Dataset items:
══════

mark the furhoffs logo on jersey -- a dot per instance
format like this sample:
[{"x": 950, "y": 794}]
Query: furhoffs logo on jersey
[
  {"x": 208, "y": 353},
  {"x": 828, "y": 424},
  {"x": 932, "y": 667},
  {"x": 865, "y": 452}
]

══════

§ What the task requires
Reproduce the lines above word for word.

§ Correct result
mark the furhoffs logo on jersey -- a dot per instance
format like this sample:
[{"x": 950, "y": 794}]
Query: furhoffs logo on jersey
[
  {"x": 208, "y": 353},
  {"x": 828, "y": 424},
  {"x": 932, "y": 667},
  {"x": 865, "y": 452}
]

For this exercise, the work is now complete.